■ Aim of the exercise ■
Write out verbatim everything from the start of the records down to the line containing "POLYGON ((278 896, 274", with both ends included.

■ Input material ■

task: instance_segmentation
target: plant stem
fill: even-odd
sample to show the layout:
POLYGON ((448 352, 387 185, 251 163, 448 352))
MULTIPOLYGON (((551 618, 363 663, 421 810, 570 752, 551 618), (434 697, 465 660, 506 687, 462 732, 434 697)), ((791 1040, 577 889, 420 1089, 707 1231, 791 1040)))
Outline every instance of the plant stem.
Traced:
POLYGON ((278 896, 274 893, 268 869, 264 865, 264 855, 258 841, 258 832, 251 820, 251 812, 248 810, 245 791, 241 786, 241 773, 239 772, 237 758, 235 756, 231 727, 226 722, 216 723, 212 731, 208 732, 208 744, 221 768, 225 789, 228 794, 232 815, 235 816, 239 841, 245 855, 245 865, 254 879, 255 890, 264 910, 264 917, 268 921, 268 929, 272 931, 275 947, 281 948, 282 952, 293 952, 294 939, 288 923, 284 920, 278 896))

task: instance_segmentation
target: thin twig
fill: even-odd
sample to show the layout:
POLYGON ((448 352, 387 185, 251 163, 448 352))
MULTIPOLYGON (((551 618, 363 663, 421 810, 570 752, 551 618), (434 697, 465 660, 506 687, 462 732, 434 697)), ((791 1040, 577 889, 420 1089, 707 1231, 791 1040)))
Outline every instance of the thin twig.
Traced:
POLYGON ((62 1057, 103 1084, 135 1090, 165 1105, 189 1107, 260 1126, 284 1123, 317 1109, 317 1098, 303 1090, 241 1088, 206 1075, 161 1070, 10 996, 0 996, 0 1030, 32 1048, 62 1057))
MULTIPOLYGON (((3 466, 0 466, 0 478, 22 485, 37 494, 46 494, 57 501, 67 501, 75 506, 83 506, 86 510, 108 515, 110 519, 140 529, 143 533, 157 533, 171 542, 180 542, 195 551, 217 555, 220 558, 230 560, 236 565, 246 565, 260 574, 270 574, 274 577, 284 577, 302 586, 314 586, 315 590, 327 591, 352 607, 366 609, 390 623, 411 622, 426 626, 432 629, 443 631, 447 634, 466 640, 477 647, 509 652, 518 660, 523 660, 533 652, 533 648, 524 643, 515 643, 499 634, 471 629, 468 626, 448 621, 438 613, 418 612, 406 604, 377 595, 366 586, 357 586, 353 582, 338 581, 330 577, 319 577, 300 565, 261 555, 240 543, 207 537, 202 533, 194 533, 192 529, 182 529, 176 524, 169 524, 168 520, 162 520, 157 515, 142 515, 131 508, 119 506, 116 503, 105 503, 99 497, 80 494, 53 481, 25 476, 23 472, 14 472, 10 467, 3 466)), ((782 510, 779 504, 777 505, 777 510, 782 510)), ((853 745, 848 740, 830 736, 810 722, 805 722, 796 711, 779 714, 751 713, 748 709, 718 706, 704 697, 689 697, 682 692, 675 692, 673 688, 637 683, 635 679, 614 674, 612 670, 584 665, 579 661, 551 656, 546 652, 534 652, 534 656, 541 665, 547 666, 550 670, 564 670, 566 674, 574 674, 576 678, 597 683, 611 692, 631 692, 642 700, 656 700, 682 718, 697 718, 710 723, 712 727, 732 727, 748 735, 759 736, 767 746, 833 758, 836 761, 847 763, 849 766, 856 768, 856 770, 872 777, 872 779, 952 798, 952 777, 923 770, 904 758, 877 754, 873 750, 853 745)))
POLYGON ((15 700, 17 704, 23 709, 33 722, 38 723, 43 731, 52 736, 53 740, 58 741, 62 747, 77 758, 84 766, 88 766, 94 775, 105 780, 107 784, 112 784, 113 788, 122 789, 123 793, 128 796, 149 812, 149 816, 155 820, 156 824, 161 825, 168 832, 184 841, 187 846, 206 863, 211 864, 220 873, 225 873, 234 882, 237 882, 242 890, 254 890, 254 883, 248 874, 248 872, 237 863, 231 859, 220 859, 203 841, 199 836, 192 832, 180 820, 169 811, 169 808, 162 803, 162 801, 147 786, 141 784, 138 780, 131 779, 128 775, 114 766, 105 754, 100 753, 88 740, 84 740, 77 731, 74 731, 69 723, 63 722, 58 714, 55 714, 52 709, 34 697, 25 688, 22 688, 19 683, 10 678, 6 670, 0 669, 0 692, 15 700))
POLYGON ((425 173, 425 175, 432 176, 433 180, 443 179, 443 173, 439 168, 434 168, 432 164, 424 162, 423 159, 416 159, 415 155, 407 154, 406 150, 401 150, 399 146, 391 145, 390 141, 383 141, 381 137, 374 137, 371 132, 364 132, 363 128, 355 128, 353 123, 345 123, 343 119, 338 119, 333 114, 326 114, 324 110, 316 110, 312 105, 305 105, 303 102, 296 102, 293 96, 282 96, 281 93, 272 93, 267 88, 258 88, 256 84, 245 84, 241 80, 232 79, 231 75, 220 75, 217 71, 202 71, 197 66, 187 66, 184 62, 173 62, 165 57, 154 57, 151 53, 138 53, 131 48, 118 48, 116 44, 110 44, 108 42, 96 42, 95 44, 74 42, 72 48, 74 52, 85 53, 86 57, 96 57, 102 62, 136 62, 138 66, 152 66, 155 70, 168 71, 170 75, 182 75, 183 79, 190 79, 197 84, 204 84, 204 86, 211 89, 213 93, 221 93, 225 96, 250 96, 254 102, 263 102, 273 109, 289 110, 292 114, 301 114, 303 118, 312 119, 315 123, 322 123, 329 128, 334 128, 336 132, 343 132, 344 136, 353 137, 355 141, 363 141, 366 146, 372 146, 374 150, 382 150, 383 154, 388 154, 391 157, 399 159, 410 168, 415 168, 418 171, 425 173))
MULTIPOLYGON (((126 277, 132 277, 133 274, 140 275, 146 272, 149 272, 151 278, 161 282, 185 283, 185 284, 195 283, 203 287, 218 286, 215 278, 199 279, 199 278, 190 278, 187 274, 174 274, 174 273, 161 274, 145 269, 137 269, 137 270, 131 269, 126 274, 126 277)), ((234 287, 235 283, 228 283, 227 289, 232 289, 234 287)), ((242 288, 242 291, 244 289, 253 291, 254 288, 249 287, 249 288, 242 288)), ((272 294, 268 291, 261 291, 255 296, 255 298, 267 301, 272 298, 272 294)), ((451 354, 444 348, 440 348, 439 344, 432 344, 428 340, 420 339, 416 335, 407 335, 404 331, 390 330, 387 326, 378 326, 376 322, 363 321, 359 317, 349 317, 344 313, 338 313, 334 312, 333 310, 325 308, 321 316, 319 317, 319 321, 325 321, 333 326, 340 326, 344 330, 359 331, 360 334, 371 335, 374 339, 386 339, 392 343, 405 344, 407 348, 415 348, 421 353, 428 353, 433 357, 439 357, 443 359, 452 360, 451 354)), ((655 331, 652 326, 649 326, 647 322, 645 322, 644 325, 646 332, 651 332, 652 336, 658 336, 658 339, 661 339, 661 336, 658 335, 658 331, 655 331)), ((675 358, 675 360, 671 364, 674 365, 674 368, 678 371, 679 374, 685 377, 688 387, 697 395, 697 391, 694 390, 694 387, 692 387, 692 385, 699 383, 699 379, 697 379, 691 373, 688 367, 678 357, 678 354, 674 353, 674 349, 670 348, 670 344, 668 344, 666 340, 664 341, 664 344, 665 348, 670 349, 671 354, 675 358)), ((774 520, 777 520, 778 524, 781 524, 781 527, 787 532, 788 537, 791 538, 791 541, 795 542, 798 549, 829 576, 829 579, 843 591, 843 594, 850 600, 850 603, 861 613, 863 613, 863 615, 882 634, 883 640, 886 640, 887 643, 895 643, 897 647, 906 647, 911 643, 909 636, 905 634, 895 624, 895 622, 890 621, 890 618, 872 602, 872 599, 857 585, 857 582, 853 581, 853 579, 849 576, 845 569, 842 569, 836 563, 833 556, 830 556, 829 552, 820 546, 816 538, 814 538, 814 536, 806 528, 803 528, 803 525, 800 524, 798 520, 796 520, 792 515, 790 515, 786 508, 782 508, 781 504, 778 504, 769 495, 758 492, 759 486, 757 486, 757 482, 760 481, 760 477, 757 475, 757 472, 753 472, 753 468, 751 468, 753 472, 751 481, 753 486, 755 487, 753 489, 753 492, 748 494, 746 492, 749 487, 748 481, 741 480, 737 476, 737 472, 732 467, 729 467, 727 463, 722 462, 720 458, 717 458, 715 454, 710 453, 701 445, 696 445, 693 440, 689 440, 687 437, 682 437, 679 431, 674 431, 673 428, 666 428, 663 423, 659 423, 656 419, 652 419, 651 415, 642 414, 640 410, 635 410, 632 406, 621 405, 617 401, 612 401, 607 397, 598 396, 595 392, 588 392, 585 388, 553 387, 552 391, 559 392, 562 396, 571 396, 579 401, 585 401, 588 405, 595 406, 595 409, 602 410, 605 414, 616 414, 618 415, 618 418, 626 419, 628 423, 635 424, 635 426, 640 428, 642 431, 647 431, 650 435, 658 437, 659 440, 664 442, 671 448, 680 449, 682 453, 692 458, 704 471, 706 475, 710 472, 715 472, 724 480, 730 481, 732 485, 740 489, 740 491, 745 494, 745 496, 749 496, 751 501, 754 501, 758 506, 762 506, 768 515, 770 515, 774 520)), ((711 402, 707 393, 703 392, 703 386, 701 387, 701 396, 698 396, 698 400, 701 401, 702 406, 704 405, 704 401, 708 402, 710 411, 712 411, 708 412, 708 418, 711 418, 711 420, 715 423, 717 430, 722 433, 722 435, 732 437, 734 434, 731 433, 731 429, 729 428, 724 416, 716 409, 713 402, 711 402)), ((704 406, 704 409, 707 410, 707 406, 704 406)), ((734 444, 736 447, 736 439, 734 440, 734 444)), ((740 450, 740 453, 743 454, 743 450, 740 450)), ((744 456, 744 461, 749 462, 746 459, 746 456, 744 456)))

■ Output of the exercise ■
task: instance_segmentation
target: plant stem
fill: even-odd
sample to show the layout:
POLYGON ((448 352, 387 185, 251 163, 448 352))
MULTIPOLYGON (((551 618, 363 663, 421 810, 570 752, 551 618), (434 697, 465 660, 506 687, 462 732, 434 697)), ((791 1040, 577 889, 420 1089, 707 1231, 791 1040)))
Outline every instance of the plant stem.
Traced:
POLYGON ((278 896, 274 893, 268 869, 264 865, 264 855, 258 841, 258 832, 251 820, 251 812, 248 810, 245 791, 241 786, 241 773, 239 772, 237 758, 235 756, 231 727, 226 722, 216 723, 212 731, 208 732, 208 744, 221 768, 225 789, 228 794, 232 815, 235 816, 239 841, 245 855, 245 865, 254 879, 255 890, 264 910, 264 917, 268 921, 268 929, 272 931, 275 947, 281 948, 282 952, 293 952, 294 939, 288 923, 284 920, 278 896))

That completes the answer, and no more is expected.